Exercise instructions>
Give back exactly the lines that run from the line containing "stalk in the photo above." through the end of the listing below. Leave out every other line.

**** Entries ****

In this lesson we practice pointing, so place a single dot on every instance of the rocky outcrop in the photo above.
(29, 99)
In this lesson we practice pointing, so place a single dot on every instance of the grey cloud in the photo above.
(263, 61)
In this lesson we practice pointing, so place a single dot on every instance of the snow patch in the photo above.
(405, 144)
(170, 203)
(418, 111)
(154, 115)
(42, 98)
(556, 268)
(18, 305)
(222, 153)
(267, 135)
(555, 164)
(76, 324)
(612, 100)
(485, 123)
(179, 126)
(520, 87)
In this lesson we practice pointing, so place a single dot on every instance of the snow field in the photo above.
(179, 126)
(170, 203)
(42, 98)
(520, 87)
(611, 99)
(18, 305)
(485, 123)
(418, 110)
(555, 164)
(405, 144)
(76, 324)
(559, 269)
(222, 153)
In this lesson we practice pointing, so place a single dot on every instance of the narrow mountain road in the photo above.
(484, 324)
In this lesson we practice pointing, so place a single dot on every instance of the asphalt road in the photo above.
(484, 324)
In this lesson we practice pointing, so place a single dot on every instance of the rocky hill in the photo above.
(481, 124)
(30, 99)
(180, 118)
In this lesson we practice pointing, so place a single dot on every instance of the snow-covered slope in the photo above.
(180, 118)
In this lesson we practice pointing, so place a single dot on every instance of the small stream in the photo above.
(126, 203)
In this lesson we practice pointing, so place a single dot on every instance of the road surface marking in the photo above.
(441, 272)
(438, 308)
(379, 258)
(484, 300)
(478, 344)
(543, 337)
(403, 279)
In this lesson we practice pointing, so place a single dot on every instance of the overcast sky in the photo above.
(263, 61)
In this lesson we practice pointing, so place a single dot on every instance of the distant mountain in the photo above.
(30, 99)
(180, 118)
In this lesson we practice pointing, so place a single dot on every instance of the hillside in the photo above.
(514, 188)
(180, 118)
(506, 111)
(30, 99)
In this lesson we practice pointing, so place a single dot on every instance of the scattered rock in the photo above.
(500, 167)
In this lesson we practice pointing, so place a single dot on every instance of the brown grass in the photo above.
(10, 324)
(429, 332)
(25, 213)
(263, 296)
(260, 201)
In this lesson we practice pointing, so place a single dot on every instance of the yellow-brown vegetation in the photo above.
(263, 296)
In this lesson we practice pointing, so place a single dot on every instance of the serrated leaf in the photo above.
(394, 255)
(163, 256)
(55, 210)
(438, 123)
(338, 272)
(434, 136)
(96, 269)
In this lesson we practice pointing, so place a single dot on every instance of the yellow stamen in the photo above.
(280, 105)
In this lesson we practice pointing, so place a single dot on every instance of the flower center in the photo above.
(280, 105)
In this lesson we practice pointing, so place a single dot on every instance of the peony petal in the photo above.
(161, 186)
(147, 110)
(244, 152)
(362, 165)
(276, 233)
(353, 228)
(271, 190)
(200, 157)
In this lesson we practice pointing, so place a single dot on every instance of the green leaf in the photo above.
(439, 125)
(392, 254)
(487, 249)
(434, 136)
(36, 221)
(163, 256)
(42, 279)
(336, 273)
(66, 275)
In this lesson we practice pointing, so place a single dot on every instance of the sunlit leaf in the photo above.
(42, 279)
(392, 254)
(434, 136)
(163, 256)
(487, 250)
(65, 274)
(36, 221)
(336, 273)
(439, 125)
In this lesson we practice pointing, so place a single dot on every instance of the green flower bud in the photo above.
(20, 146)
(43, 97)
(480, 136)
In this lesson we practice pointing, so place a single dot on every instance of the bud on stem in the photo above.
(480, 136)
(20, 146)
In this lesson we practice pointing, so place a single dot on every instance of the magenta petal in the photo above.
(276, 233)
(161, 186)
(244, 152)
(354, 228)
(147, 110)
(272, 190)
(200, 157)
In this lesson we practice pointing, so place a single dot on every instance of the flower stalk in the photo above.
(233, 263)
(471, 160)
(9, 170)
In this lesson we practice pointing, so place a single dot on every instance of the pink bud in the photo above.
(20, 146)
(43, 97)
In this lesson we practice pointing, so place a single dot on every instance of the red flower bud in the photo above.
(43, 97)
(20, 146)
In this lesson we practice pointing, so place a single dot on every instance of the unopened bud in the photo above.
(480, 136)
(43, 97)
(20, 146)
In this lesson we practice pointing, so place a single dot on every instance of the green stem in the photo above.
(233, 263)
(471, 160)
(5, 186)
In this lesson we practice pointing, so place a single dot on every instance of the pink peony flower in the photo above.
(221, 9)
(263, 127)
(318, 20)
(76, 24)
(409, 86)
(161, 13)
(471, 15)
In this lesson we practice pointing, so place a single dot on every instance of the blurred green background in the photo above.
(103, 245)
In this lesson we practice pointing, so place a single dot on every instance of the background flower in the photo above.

****

Output>
In this lesson we practice pointing, so place a single dot on every instance of the flower stalk in the photo above.
(233, 263)
(471, 160)
(9, 170)
In this lesson we practice pointing, so place a single dot on every instance of the pink bud in the photo above.
(20, 146)
(43, 97)
In this lesson we practice pointing, so place a single dot on every instance of the red flower bud in the photo above.
(43, 97)
(20, 146)
In this lesson we practice pointing, so place a single dot on every instance of the unopened bud in the photo above.
(480, 136)
(43, 97)
(20, 146)
In this lesson we practice pointing, so place a single dot on every instance of the green stem in the photo above.
(233, 263)
(471, 160)
(5, 186)
In this lesson we practice pointing, so place a single dot on every instance of the pink peony flower in the photo above.
(221, 9)
(263, 127)
(318, 20)
(76, 24)
(409, 86)
(161, 13)
(471, 15)
In this lesson we practice pointing, so place a single dot on every instance of the blurred green background in the photo above.
(103, 245)
In this lesson we practice pointing, so place a single dot on every instance of the background flower in the photo above.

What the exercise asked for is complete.